Note: For any method other than Wide Linear, when you Save Formulas, a RowEdit Prob script is saved to the data table. This script selects uncertain rows in the data table. The script defines any row whose probability differs from 0 or 1 by more than 0.1 as uncertain. The script also opens a Row Editor window that enables you to examine the uncertain rows. If you fit a new model (other than Wide Linear) and select Save Formulas, any existing RowEdit Prob script is replaced with a script that applies to the new fit.

Make Scoring Script

Creates a script that constructs the formula columns saved by the Save Formulas option. You can save this script and use it, perhaps with other data tables, to create the formula columns that calculate membership probabilities and predict group membership. (Available only in JMP Standard.)

Publish Probability Formulas

Creates probability formulas and saves them as formula column scripts in the Formula Depot platform. If a Formula Depot report is not open, this option creates a Formula Depot report. See the Formula Depot chapter in the Predictive and Specialized Modeling book.

Canonical Options

The first options listed below relate to the appearance of the Canonical Plot or the Canonical 3D Plot. The remaining options provide detail on the calculations related to the plot.

Note: The Canonical 3D Plot is available only when there are three or more covariates and when the grouping variable has four or more categories.

Options Relating to Plot Appearance

Show Points

Shows or hides the points in the Canonical Plot and Canonical 3D Plot.
■ ■ ■ ■ ■
**Task instructions**
[A] Translate the sentence "This script selects uncertain rows in the data table." from the documentation excerpt into Spanish.
[B] Reproduce the documentation excerpt word for word from "Note: The Canonical" to "and Canonical 3D Plot.".

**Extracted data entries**
■ ■ ■ ■ ■
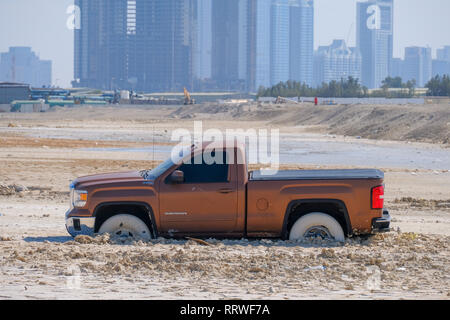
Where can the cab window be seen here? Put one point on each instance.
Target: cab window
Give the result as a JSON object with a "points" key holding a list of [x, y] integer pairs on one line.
{"points": [[204, 172]]}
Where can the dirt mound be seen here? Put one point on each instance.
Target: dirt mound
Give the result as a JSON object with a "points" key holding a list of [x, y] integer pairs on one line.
{"points": [[393, 264], [427, 123]]}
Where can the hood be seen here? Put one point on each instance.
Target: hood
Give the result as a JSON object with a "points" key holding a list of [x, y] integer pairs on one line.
{"points": [[115, 177]]}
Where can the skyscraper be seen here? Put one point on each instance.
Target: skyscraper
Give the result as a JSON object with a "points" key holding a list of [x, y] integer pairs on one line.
{"points": [[336, 62], [101, 44], [417, 65], [229, 48], [258, 44], [443, 54], [165, 42], [441, 65], [375, 40], [203, 24], [301, 41], [21, 64], [134, 44], [280, 41]]}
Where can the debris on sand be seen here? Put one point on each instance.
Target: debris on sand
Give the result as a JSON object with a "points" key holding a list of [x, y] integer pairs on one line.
{"points": [[10, 190], [424, 203], [199, 241]]}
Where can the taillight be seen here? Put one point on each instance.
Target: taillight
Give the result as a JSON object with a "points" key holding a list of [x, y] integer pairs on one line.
{"points": [[378, 197]]}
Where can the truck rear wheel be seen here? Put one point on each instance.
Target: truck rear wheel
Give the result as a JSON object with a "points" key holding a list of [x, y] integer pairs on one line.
{"points": [[126, 225], [317, 224]]}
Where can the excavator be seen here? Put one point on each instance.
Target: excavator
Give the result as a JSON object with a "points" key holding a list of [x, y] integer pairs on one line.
{"points": [[187, 98]]}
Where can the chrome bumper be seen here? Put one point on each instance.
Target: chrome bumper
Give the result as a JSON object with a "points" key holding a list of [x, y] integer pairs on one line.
{"points": [[382, 224], [80, 226]]}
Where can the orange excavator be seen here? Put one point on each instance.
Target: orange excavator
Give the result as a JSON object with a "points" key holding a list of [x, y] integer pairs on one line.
{"points": [[187, 98]]}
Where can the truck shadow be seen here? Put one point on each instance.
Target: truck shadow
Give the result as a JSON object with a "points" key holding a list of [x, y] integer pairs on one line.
{"points": [[58, 239]]}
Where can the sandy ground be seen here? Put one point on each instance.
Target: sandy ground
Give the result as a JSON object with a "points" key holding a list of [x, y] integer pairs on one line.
{"points": [[41, 153]]}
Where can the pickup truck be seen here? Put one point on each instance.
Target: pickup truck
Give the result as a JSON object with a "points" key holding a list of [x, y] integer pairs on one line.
{"points": [[193, 198]]}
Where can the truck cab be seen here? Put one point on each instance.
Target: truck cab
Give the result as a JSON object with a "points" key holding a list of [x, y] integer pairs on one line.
{"points": [[209, 192]]}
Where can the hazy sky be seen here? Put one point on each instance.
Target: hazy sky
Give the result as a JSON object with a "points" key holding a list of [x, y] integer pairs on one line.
{"points": [[41, 24]]}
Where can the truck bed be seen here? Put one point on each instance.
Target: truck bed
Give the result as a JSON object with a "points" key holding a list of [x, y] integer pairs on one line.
{"points": [[318, 175]]}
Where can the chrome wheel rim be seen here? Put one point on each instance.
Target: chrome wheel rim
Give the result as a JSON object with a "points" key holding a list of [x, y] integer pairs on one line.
{"points": [[318, 232]]}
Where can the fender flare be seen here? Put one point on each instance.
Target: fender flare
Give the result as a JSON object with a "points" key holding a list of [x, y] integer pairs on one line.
{"points": [[131, 203], [293, 203]]}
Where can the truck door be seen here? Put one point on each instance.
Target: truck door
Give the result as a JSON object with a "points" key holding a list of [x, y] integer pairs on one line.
{"points": [[206, 202]]}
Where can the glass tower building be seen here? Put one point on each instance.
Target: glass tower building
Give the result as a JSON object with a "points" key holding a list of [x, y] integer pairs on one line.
{"points": [[417, 65], [258, 42], [375, 40], [301, 41], [280, 41]]}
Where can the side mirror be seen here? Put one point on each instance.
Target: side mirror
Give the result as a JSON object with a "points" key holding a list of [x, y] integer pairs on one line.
{"points": [[177, 177]]}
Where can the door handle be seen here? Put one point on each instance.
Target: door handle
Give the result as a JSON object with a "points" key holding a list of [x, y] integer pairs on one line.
{"points": [[226, 190]]}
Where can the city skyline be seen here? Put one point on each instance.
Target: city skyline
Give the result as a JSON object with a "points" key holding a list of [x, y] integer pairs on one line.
{"points": [[58, 48]]}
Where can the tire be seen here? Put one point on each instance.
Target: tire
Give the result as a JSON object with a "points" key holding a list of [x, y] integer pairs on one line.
{"points": [[317, 223], [126, 225]]}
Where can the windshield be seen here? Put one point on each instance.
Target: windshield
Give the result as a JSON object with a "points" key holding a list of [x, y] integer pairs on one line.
{"points": [[177, 155], [159, 170]]}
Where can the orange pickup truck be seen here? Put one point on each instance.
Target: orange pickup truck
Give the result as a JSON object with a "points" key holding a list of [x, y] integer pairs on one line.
{"points": [[223, 199]]}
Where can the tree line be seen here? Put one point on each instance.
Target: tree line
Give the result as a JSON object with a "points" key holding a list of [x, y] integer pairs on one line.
{"points": [[352, 88]]}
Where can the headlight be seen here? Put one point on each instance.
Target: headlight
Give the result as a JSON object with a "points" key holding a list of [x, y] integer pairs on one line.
{"points": [[79, 198]]}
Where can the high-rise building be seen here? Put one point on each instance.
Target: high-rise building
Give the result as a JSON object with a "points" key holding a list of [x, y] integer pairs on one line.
{"points": [[440, 68], [280, 41], [375, 40], [258, 44], [165, 44], [134, 44], [336, 62], [417, 65], [441, 65], [229, 23], [301, 41], [101, 44], [203, 43], [443, 54], [22, 65], [396, 68]]}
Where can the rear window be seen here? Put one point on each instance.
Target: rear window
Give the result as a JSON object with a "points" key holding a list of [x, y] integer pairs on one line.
{"points": [[206, 173]]}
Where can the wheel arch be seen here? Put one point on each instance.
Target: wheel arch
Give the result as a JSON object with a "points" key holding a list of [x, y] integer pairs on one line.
{"points": [[333, 207], [142, 210]]}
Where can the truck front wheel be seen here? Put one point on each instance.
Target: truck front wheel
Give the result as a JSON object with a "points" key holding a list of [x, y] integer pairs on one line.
{"points": [[125, 225], [317, 224]]}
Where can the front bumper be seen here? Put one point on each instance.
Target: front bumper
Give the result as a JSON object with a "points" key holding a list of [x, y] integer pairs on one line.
{"points": [[382, 224], [80, 225]]}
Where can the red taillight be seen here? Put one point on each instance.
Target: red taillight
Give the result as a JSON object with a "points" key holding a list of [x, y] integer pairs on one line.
{"points": [[378, 197]]}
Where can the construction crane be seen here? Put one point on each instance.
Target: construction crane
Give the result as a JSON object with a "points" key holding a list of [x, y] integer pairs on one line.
{"points": [[187, 98]]}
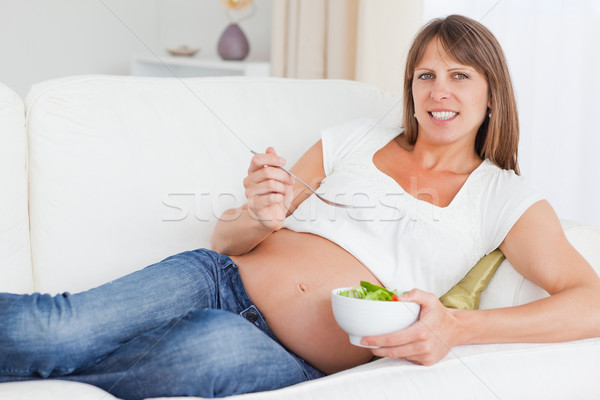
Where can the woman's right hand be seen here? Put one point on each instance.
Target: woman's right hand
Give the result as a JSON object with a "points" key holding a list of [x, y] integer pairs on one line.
{"points": [[268, 190]]}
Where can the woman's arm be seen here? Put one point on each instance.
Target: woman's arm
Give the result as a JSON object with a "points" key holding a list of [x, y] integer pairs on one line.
{"points": [[538, 249], [271, 195]]}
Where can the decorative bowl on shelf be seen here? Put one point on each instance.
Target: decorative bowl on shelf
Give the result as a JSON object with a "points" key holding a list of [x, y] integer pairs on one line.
{"points": [[183, 51]]}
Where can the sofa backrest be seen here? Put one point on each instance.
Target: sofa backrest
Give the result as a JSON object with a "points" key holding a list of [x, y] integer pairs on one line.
{"points": [[15, 254], [125, 171]]}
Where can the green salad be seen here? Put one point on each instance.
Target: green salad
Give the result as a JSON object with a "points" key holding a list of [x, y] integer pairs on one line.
{"points": [[369, 291]]}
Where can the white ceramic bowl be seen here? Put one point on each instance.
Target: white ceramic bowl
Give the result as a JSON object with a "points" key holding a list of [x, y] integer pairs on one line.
{"points": [[360, 318]]}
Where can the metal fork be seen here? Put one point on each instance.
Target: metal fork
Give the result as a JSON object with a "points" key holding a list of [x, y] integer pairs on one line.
{"points": [[323, 199]]}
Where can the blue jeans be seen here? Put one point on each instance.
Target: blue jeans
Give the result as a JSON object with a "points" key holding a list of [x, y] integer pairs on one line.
{"points": [[182, 327]]}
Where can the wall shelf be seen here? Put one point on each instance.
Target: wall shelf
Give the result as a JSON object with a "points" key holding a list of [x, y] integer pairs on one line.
{"points": [[188, 67]]}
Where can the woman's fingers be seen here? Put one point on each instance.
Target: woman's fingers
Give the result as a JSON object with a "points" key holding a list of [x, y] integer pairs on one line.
{"points": [[268, 189], [269, 158]]}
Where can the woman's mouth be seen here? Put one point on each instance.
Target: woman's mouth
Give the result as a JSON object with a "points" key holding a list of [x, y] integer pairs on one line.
{"points": [[443, 115]]}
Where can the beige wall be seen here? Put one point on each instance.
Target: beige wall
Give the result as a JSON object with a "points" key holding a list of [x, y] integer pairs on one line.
{"points": [[42, 39]]}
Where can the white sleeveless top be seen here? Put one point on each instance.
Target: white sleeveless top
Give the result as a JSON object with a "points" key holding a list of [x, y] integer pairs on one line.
{"points": [[405, 242]]}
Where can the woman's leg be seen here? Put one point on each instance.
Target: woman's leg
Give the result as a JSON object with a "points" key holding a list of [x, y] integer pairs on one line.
{"points": [[208, 353], [43, 335]]}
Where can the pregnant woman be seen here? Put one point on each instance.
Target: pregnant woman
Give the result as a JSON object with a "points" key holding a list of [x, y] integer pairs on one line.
{"points": [[254, 313]]}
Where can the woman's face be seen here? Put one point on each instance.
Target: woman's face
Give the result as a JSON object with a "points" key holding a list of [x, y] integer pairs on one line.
{"points": [[450, 99]]}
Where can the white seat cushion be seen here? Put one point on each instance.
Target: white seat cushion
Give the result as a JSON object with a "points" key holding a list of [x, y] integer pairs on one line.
{"points": [[15, 254], [52, 390], [125, 171]]}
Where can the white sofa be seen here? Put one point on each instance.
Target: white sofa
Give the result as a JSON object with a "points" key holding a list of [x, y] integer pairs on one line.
{"points": [[103, 175]]}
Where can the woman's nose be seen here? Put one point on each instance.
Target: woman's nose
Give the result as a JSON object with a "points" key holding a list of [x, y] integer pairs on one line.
{"points": [[440, 90]]}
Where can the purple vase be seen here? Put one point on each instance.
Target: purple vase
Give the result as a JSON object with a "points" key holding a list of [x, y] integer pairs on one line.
{"points": [[233, 44]]}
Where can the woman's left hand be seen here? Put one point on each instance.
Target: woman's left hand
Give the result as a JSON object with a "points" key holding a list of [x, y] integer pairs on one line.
{"points": [[426, 341]]}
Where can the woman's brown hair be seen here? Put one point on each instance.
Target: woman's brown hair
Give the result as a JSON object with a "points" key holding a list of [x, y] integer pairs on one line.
{"points": [[472, 44]]}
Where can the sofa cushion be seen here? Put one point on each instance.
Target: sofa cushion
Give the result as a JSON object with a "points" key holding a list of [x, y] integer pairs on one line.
{"points": [[125, 171], [15, 255], [509, 288]]}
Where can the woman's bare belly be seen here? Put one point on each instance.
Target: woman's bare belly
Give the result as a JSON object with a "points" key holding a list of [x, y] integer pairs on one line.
{"points": [[289, 277]]}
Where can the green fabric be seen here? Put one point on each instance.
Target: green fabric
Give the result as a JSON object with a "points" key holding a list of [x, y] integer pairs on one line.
{"points": [[466, 294]]}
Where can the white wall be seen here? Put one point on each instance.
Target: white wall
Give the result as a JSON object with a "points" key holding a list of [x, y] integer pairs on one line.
{"points": [[41, 39]]}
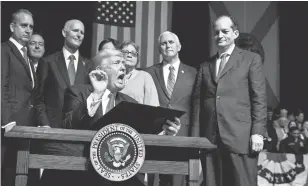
■ ■ ■ ■ ■
**Results of the tasks**
[A] Este script selecciona las filas inciertas de la tabla de datos.

[B]
Note: The Canonical 3D Plot is available only when there are three or more covariates and when the grouping variable has four or more categories.

Options Relating to Plot Appearance

Show Points

Shows or hides the points in the Canonical Plot and Canonical 3D Plot.